● **Instructions for the task**:
Look through the listing below and report every line that contains "snow".

======== Entries provided ========

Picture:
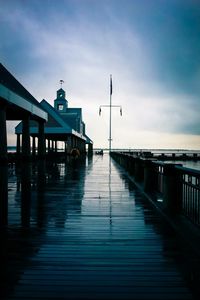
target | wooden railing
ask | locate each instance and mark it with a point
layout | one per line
(178, 187)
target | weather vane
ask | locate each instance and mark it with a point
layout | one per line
(61, 83)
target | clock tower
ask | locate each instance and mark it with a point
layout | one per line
(60, 103)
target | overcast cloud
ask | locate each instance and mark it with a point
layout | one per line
(152, 48)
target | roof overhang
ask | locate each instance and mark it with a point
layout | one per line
(14, 99)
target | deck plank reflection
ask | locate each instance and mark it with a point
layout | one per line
(88, 233)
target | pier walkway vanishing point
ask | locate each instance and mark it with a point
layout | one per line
(86, 232)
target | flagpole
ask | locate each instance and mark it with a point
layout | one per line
(110, 106)
(110, 125)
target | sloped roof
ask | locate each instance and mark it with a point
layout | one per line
(9, 81)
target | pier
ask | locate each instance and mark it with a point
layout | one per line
(84, 230)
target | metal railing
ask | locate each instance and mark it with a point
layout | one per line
(179, 187)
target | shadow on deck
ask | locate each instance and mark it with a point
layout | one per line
(84, 231)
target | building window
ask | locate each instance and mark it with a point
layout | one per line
(60, 106)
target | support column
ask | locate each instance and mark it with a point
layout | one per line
(18, 148)
(49, 145)
(90, 149)
(33, 147)
(26, 137)
(65, 147)
(3, 195)
(3, 134)
(41, 140)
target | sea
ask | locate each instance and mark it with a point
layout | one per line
(187, 164)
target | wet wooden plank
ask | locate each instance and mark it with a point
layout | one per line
(88, 233)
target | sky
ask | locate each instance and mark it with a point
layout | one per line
(151, 48)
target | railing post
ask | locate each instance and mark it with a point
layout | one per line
(172, 189)
(139, 169)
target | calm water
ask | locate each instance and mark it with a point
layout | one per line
(84, 231)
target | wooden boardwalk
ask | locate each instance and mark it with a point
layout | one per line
(88, 233)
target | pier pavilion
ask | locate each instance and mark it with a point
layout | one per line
(16, 103)
(64, 125)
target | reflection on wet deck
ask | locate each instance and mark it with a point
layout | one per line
(85, 232)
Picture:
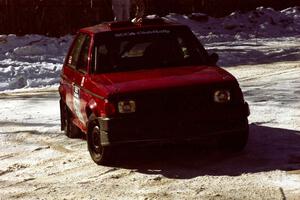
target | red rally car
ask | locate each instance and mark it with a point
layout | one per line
(126, 83)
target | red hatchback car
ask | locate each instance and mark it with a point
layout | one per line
(126, 83)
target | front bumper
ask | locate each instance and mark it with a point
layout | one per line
(210, 123)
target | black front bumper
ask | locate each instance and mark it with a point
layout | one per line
(210, 123)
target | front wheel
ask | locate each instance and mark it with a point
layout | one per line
(100, 154)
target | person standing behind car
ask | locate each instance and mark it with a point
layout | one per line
(140, 10)
(121, 9)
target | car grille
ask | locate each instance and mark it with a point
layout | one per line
(173, 101)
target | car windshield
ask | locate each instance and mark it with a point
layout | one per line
(147, 49)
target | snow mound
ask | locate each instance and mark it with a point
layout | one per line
(259, 23)
(31, 60)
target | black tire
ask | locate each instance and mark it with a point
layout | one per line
(71, 130)
(235, 142)
(100, 154)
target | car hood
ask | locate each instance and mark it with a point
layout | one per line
(154, 79)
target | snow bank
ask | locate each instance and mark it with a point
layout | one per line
(31, 61)
(260, 23)
(35, 61)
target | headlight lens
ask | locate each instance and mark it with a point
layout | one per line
(222, 96)
(127, 106)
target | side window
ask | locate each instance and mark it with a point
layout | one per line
(78, 57)
(82, 62)
(101, 59)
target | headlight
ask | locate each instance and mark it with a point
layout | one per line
(126, 106)
(222, 96)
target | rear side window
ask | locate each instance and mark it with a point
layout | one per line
(78, 57)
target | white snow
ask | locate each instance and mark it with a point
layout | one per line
(260, 48)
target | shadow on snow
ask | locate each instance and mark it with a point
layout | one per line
(268, 149)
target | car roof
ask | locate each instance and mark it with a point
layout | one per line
(128, 25)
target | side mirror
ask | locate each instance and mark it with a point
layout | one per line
(213, 58)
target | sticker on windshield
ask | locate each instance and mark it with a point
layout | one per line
(151, 32)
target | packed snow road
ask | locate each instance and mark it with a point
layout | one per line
(38, 162)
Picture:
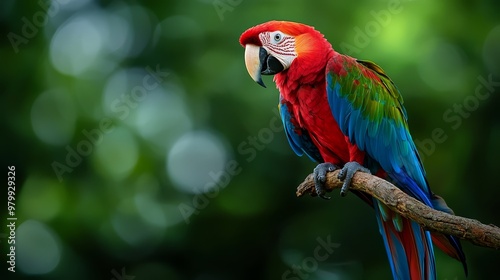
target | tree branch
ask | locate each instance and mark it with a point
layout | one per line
(398, 201)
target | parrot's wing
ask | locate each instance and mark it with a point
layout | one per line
(369, 110)
(299, 138)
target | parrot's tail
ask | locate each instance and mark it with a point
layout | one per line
(408, 246)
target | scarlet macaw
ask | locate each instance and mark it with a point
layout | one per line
(347, 113)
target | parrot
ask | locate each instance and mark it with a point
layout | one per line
(345, 113)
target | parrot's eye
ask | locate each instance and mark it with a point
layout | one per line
(277, 37)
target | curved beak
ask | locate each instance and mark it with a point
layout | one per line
(259, 62)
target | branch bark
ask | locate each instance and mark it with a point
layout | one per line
(407, 206)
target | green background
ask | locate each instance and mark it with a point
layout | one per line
(112, 162)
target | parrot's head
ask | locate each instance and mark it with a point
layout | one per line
(276, 46)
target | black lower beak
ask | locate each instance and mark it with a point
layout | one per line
(270, 65)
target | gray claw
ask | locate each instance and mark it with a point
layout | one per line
(320, 178)
(347, 173)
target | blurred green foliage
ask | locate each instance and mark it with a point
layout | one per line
(119, 116)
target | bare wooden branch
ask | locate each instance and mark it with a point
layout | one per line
(431, 219)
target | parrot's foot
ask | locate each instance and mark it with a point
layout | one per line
(346, 174)
(320, 177)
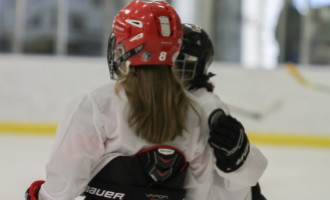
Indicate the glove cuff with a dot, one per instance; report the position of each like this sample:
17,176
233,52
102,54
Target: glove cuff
234,162
33,191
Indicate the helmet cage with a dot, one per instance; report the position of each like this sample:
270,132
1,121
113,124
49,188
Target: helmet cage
114,63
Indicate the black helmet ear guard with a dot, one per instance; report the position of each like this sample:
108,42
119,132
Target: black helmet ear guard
113,67
198,45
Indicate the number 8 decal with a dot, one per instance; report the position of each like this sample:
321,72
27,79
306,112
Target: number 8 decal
162,56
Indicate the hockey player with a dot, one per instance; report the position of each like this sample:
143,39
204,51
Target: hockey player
141,137
239,163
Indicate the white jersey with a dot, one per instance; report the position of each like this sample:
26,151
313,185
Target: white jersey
235,185
94,130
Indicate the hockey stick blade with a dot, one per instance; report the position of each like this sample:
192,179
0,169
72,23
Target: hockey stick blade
292,68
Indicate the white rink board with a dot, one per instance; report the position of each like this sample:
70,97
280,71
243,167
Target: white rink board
38,88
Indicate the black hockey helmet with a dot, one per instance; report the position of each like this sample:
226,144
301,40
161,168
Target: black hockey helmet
196,55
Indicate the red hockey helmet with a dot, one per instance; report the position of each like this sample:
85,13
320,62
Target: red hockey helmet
145,33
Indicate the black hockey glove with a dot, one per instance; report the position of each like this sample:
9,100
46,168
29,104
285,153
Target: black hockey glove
228,140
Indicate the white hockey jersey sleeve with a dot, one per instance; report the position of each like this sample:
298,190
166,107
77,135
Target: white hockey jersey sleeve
78,146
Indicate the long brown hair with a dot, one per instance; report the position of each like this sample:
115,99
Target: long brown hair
158,102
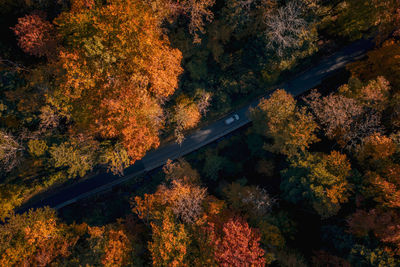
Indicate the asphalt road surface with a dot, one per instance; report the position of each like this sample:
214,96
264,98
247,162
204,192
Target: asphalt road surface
153,159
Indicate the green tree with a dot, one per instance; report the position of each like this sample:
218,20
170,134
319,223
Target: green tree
290,128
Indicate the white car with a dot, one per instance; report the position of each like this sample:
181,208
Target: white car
234,117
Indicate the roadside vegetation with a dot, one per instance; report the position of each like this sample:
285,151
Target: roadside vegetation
90,85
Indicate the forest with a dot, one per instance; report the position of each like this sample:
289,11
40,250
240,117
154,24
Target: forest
91,86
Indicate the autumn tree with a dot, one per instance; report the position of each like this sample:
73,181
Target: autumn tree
186,115
344,119
319,180
287,28
374,94
198,12
251,200
36,35
377,156
181,171
237,244
357,17
77,155
385,225
185,200
35,238
116,158
291,128
10,150
169,242
383,61
116,69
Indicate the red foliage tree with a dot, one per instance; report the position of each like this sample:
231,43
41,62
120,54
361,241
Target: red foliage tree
35,35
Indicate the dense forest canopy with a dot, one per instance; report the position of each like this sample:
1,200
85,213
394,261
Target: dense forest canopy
89,86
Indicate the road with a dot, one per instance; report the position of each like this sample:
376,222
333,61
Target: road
153,159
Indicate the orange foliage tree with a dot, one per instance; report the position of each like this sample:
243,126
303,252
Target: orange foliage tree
291,128
35,35
385,225
35,238
170,242
377,156
237,245
383,61
116,69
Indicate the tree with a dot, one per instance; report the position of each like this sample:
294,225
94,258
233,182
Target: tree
382,61
116,69
322,258
357,17
169,242
181,171
290,128
251,200
186,201
79,156
35,238
35,35
198,12
286,28
9,151
377,156
117,159
237,244
186,115
343,118
375,94
320,180
37,147
384,224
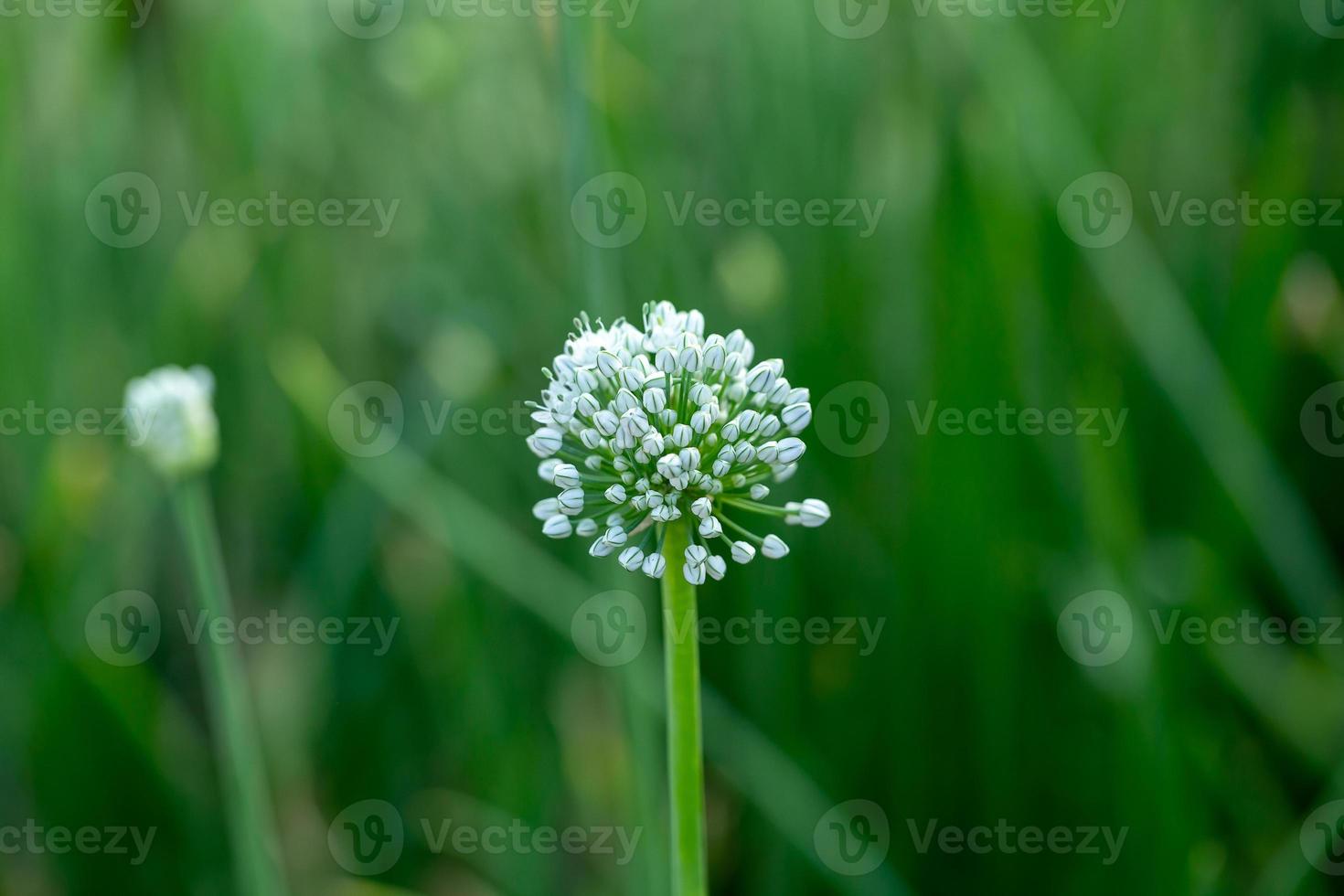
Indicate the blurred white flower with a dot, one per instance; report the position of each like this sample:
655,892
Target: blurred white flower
638,426
171,420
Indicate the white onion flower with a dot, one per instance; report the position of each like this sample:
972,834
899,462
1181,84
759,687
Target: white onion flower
172,420
643,429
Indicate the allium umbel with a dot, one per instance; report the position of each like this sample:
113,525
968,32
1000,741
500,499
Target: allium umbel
666,425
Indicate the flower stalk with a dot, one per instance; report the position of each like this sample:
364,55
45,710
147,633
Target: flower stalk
686,772
237,741
174,426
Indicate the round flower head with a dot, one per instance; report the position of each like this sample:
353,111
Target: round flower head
645,429
171,420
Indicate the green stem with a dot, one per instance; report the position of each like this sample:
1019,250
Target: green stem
686,772
237,743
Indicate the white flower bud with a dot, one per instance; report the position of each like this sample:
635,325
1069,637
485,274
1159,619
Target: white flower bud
717,567
172,421
761,378
608,363
586,404
545,443
571,501
791,449
558,527
795,417
605,422
565,475
654,566
632,558
811,513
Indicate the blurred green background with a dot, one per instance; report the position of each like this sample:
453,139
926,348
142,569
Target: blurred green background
968,293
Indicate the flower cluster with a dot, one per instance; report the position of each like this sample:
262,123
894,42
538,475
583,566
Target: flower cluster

========

● **Answer space**:
target | snow mound
target | snow bank
target | white snow
target | shadow on snow
target | packed snow road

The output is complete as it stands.